** Start **
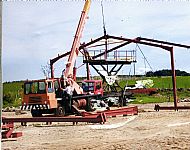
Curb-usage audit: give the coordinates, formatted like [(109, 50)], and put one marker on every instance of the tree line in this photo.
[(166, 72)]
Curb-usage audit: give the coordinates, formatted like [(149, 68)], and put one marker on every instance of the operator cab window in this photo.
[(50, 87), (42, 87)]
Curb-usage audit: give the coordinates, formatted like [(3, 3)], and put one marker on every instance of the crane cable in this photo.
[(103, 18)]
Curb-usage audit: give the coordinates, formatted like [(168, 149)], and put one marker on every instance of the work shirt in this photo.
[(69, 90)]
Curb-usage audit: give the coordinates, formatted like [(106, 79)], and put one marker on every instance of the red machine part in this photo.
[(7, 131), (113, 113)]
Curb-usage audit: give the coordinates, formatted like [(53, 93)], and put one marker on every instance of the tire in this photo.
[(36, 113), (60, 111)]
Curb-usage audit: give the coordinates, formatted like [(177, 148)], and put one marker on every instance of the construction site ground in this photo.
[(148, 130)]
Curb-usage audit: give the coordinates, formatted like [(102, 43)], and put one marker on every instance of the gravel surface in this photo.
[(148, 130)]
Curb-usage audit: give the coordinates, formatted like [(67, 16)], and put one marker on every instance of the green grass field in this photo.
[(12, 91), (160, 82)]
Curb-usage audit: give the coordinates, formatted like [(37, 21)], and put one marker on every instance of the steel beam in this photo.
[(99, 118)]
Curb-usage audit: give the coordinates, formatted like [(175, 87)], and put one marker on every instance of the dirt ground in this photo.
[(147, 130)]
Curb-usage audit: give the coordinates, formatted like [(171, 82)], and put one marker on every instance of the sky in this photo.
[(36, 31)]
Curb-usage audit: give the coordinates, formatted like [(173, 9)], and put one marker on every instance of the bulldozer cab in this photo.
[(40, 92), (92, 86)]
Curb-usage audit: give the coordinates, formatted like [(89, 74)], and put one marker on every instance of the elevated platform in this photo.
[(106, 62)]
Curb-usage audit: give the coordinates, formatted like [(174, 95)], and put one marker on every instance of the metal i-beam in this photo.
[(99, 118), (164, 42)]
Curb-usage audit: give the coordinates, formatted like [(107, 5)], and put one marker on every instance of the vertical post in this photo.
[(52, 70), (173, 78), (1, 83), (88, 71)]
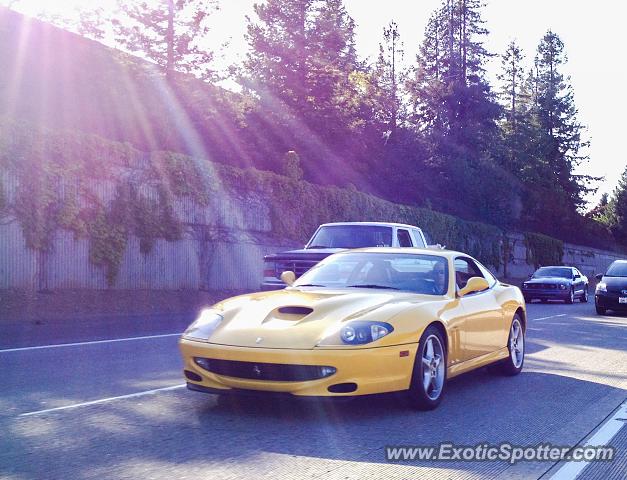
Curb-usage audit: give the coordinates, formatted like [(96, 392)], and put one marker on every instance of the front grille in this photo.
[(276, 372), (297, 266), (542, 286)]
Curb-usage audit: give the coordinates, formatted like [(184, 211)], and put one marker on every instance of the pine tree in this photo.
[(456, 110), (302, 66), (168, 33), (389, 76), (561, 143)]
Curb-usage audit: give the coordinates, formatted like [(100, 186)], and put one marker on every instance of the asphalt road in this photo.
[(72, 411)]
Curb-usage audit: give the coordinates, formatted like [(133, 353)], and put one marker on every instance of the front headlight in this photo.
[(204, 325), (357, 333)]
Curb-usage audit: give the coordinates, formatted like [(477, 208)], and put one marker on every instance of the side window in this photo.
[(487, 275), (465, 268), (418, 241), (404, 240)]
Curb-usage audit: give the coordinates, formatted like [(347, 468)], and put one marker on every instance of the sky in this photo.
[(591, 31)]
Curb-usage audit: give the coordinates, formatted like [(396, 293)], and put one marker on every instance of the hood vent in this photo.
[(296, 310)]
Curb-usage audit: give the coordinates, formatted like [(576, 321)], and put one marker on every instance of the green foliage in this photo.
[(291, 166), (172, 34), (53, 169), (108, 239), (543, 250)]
** End **
** Start **
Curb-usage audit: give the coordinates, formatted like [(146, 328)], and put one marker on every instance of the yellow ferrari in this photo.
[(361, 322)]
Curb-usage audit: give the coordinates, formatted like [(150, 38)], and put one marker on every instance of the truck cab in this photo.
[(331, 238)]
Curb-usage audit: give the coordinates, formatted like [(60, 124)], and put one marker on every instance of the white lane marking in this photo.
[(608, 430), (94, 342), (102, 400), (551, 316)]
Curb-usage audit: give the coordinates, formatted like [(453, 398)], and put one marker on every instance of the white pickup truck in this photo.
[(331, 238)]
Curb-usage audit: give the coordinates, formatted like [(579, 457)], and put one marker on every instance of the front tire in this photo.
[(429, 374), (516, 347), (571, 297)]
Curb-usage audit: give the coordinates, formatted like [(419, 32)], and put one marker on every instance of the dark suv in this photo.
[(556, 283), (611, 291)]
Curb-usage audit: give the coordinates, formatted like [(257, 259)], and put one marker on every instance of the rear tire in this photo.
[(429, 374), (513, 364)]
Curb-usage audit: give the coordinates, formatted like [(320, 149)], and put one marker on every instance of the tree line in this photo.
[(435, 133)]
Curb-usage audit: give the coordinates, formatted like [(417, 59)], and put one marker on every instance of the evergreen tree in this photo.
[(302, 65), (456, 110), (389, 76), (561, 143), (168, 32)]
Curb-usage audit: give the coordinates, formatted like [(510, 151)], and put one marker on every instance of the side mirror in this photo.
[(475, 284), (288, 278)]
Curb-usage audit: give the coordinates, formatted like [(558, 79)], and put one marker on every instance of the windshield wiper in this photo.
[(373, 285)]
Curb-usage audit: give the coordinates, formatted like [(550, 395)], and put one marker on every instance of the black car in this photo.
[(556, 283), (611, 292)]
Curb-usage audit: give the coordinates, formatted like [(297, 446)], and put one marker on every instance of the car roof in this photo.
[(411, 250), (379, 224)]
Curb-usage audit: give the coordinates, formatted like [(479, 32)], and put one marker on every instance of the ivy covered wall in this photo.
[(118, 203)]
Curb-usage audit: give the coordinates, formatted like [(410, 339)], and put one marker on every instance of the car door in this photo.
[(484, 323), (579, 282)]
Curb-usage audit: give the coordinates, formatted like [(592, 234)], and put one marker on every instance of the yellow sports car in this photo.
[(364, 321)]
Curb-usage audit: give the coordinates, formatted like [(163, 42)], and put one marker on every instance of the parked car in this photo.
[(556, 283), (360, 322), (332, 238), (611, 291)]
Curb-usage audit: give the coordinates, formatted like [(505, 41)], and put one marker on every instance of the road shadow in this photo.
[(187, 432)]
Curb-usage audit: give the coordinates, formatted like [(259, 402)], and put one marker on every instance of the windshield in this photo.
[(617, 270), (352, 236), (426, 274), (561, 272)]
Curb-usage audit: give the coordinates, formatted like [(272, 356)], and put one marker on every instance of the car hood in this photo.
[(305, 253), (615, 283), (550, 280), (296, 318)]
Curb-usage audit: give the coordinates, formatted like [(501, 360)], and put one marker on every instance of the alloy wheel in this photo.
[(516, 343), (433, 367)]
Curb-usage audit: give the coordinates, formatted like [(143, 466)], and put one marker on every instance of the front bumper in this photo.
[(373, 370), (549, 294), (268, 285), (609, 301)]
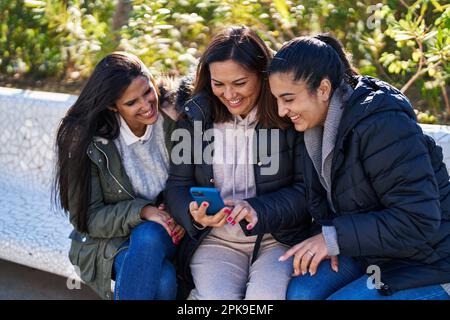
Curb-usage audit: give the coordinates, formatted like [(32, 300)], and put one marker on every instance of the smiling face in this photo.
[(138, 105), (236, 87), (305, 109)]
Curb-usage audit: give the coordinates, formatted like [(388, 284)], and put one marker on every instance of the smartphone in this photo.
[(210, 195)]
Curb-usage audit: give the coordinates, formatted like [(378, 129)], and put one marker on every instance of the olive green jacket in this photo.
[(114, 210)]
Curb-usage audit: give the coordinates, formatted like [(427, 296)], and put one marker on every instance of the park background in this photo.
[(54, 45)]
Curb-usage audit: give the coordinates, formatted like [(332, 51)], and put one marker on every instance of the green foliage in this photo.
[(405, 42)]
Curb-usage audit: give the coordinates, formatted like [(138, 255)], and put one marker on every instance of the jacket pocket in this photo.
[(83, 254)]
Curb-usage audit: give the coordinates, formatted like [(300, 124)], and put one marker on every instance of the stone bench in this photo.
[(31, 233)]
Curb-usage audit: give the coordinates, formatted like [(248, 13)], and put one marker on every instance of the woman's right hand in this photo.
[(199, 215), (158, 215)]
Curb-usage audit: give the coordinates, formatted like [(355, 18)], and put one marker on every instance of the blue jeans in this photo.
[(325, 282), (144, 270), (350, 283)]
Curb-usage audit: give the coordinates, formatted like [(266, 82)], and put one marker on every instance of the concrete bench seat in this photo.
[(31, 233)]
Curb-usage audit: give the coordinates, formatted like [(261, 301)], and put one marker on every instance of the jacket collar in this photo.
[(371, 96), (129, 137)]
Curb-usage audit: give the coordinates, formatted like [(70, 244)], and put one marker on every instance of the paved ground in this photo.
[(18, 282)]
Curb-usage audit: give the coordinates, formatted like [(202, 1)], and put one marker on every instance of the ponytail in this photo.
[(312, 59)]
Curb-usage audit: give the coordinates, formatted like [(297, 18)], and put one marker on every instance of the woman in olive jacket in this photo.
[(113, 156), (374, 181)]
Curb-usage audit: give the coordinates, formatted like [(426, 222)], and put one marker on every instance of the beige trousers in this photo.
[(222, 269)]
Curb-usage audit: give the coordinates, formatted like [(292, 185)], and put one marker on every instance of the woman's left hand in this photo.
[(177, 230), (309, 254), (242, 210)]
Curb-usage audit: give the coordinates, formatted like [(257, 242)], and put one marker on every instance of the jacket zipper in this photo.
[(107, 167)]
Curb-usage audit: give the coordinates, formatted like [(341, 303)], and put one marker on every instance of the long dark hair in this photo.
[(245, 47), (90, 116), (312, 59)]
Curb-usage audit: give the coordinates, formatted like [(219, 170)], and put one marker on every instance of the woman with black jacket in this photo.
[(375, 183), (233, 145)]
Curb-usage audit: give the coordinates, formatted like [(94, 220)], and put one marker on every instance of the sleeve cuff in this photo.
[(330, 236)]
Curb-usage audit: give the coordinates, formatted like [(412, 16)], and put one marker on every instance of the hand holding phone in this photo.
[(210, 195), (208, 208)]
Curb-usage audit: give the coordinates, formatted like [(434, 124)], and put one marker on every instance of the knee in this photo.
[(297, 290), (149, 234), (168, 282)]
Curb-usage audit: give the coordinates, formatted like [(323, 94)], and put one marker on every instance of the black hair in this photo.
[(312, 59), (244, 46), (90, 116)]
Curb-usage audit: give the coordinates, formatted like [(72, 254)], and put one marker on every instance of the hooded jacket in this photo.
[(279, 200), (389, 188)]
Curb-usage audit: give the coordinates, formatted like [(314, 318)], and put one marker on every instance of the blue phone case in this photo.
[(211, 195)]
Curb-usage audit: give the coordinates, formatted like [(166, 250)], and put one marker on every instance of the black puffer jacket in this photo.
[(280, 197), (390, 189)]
** End **
> **What you need to do**: Please reproduce the data above word for word, starting at the line that contains "[(109, 50)], and" and ending at the line that contains "[(50, 87), (42, 87)]", both lines included.

> **Result below**:
Curb-usage audit: give the coordinates, formatted like [(109, 50)], and put one marker on every instance of the tree line in this photo.
[(166, 72)]
Curb-usage audit: give the coordinates, formatted like [(149, 68)], and put one marker on every instance of the operator cab window in this photo.
[(50, 87), (42, 87)]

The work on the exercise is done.